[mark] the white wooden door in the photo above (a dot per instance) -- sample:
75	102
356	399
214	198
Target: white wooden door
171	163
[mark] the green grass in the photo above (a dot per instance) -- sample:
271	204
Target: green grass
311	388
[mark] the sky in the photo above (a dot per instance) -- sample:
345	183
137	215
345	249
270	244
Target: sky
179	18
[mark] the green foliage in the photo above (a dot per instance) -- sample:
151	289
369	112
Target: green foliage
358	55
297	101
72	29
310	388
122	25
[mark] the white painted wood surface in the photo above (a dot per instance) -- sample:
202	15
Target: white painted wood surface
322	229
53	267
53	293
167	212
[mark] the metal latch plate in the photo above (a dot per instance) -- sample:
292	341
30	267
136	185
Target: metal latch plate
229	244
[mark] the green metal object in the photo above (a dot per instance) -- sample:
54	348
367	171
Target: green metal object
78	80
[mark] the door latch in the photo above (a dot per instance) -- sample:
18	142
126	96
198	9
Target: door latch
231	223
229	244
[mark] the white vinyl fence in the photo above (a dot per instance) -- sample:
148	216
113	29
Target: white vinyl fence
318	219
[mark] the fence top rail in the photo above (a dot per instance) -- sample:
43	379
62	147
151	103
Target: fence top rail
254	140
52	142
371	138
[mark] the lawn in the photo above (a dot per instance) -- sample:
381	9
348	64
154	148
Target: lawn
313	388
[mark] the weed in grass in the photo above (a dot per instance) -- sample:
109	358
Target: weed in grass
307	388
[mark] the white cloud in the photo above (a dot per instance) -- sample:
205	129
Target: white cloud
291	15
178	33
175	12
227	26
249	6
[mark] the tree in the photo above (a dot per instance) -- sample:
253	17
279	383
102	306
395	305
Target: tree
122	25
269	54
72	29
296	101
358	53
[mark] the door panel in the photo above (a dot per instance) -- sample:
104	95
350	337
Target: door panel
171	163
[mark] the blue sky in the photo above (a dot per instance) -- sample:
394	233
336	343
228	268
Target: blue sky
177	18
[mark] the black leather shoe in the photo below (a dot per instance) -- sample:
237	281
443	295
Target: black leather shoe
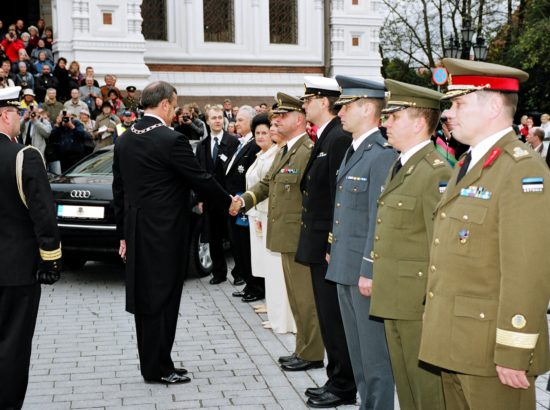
173	378
298	365
328	400
284	359
252	298
315	391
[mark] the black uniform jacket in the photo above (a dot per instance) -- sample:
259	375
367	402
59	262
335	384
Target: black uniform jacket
318	187
154	172
235	177
26	234
227	147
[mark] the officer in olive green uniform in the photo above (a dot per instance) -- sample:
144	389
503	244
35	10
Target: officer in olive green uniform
485	319
403	236
282	186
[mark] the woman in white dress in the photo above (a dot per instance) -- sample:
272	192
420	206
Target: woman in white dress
265	263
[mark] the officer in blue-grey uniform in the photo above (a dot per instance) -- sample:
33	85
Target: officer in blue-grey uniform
359	184
30	252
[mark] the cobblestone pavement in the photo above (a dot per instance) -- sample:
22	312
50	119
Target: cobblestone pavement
85	356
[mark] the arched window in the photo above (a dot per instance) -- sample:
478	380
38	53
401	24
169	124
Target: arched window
153	13
283	21
219	21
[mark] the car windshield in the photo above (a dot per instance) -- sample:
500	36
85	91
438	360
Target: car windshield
99	163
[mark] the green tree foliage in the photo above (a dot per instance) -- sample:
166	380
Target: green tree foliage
525	43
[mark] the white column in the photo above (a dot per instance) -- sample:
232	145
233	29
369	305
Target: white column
104	34
355	37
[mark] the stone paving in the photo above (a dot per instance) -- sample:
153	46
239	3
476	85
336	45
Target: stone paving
85	356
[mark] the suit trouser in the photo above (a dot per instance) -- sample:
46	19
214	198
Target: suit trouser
309	343
467	392
367	349
339	371
18	311
240	248
155	337
216	226
418	384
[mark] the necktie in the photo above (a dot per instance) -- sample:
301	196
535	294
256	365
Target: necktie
349	154
215	150
398	165
28	139
464	167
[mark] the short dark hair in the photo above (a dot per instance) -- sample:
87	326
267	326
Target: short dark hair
154	93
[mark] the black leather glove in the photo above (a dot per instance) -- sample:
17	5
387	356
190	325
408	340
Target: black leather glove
49	272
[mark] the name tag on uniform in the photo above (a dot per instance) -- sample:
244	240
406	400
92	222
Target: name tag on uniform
535	184
476	192
289	171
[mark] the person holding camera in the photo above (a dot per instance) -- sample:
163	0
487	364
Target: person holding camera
70	136
28	99
35	128
23	78
105	126
31	251
188	124
11	45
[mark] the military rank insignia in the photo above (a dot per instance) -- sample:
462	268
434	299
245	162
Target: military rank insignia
288	171
475	192
535	184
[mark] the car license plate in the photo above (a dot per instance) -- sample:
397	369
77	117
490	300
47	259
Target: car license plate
84	212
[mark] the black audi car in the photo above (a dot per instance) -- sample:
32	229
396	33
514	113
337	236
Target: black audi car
86	218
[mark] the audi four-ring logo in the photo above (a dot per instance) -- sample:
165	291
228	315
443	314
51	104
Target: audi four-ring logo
77	193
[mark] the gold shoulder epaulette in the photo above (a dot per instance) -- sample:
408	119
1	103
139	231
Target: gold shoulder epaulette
517	152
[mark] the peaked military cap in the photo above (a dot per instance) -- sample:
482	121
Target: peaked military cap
287	103
356	88
467	76
321	86
9	97
403	95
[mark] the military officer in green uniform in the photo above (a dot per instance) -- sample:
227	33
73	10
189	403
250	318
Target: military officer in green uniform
485	319
402	239
282	186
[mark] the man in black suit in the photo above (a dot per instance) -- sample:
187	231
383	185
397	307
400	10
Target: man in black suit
154	171
235	183
30	251
213	152
319	188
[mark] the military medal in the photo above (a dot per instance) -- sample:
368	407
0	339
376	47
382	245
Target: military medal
532	184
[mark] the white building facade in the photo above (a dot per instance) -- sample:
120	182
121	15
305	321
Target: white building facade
219	47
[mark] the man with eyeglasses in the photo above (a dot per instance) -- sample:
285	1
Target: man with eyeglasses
31	252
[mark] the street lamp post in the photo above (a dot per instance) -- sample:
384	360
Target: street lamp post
462	49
··········
== WHAT THE TASK REQUIRES ==
Please retype the whole of the data precisely, omitting pictures.

== SOLUTION TO THIS TASK ==
[mark] the white wooden door in the photo above (a dot per instance) -- sample:
75	102
356	399
214	198
Target: white wooden door
171	163
[mark] the green grass in the photo above (a dot per instance) -- sample:
271	204
Target: green grass
311	388
[mark] the sky in the photo above (a dot per instance) -- sample:
345	183
137	215
345	249
270	244
Target: sky
179	18
[mark] the green foliage in the photo above (a dot per instance) -- sample:
151	289
369	112
Target: green foliage
358	55
297	101
72	29
310	388
122	25
[mark] the white painted wood surface in the photo above (a dot per instance) -- sample:
202	15
Target: white painted wood surface
322	229
53	267
53	293
167	212
[mark] the metal latch plate in the photo above (a dot per instance) -- sample:
292	341
30	267
136	185
Target: metal latch plate
229	244
[mark] the green metal object in the photo above (a dot per instance) -- sample:
54	348
367	171
Target: green metal object
78	80
[mark] the door latch in the photo above (a dot per instance) -- sample:
18	142
126	96
198	9
Target: door latch
231	223
229	244
[mark] the white vinyl fence in the photo above (a dot per instance) -- sample:
148	216
113	29
Target: white vinyl fence
318	219
[mark] the fence top rail in the photo above (a dot per instance) -- sample:
43	379
62	147
151	103
Target: fence top rail
254	140
52	142
371	138
[mark] the lawn in the photo above (a dot per instance) -- sample:
381	9
348	64
154	148
Target: lawn
313	388
[mark] the weed in grass in the photo above (a dot per instance) -- sample:
109	358
Target: weed in grass
307	388
[mark] the white cloud in the photo above (a dot per instance) -- sample:
205	129
Target: white cloud
291	15
178	33
175	12
227	26
249	6
[mark] the tree in the photo above (a dot per instance) -- sample:
253	17
279	383
102	306
395	305
Target: tree
122	25
269	54
72	29
296	101
358	53
[mark] the door panel in the photo above (a dot per instance) -- sample:
104	95
350	337
Target: door panel
171	163
[mark] the blue sky in the photo above (a dot per instance) -- sample:
394	233
336	343
228	268
Target: blue sky
177	18
[mark] the black leather shoe in the photo below (a dot per instance) -- sample:
237	281
443	295
Target: black leather shoe
173	378
298	365
328	400
284	359
252	298
315	391
[mark] the black uniform jacket in the photo above (a dot per instance) -- sample:
259	375
367	402
59	262
335	384
Target: black uniform jacket
318	187
154	172
235	177
26	234
227	147
[mark] the officer in olive green uniform in the photo above (a dot per instance) -- sample:
144	389
503	244
35	10
Target: officer in olive green uniform
485	319
403	236
282	186
[mark] the woman in white dress in the photo above (a dot per instance) -- sample:
272	192
420	206
Target: woman in white dress
265	263
[mark] the officer in blue-grey uniform in the photo above (a dot per instance) -- sample:
33	85
Target: officer in blue-grey uniform
359	184
30	252
[mark] the cobblestone pavement in the photo above (a dot per instance) -- sample:
22	312
50	119
Target: cobblestone pavement
85	356
[mark] the arched window in the photo above (a dot per instance) -- sample:
478	380
38	53
401	24
169	124
Target: arched window
153	13
283	21
219	21
[mark] the car windshield in the photo above (a dot per instance) -- sample:
500	36
85	91
438	360
Target: car windshield
99	163
[mark] the green tree foliage in the photo above (a dot per instance) -- sample:
166	380
Target: green tree foliage
525	43
[mark] the white column in the photo above (a dot per instance) -- sample:
232	145
233	29
369	305
Target: white column
104	34
355	37
[mark] the stone paving in the photo above (a dot per instance) -- sample:
153	46
239	3
476	85
336	45
Target: stone paving
85	356
[mark] the suit trouser in the photo above (a dot per instance) -- sample:
46	19
214	198
Target: suit trouser
309	343
467	392
367	349
339	371
18	311
240	248
155	337
216	226
418	384
[mark] the necktie in the photo above (a dot per instance) -- sample:
301	196
535	294
256	365
Target: necktie
349	154
215	150
398	165
28	139
464	167
[mark] the short dark hair in the photo above (a dot per instance) -- sample:
87	326
267	326
Target: short dark hair
154	93
[mark] the black leather glove in the photo above (a dot per instance) -- sample:
17	5
387	356
190	325
408	340
Target: black leather glove
49	272
[mark] the name tag on uniform in the photo above (a dot per instance) -- sample:
244	240
406	400
92	222
Target: name tag on uniform
535	184
476	192
289	171
[mark] the person holding camera in the photo above (a dot per instance) -- sample:
163	0
487	364
Target: person holding camera
70	136
28	99
35	128
23	78
105	126
31	251
188	124
11	45
[mark] the military rank insignia in the photo above (a dot per instance) -- sample:
462	268
434	299
245	162
Target: military rank insignia
288	171
475	192
535	184
[mark] the car license plate in the photo above (a dot per instance) -- sample:
397	369
77	117
490	300
47	259
Target: car license plate
84	212
[mark] the black audi car in the photo above (a dot per instance) -- sample:
32	229
396	33
514	113
337	236
Target: black audi car
86	218
[mark] the audi four-ring logo in the photo above (a dot per instance) -- sample:
165	291
228	315
443	314
51	104
Target: audi four-ring logo
77	193
[mark] the gold shoulder epaulette in the photo above (a dot per instance) -- sample:
408	119
1	103
139	231
Target: gold shoulder epaulette
517	152
[mark] the peaked military cap in the photo above (a dot per instance) -- sample:
482	121
Target: peaked military cap
287	103
356	88
467	76
321	86
9	97
403	95
[mark] the military officer in green uniform in the photo above (a dot per instance) -- sample:
227	33
73	10
189	403
250	318
Target: military officer in green uniform
485	319
402	239
282	186
[mark] the man in black suit in the photo above (a dot per instance) -- sample:
187	231
383	185
397	307
400	10
Target: man in black suit
154	171
235	183
30	251
213	152
319	188
[mark] the military medal in the photo above (a dot per instance) -- sample:
368	407
0	339
376	47
382	245
Target: military medal
532	184
[mark] the white building facade in the photo above (a dot per instance) -- sample:
120	182
121	15
305	321
Target: white building facade
219	47
[mark] the man with eyeglasses in the photo above (a dot per instance) -- sample:
285	1
Target: man with eyeglasses
31	252
[mark] the street lamp post in the photo above (a dot per instance) -- sample:
384	360
Target: street lamp post
462	49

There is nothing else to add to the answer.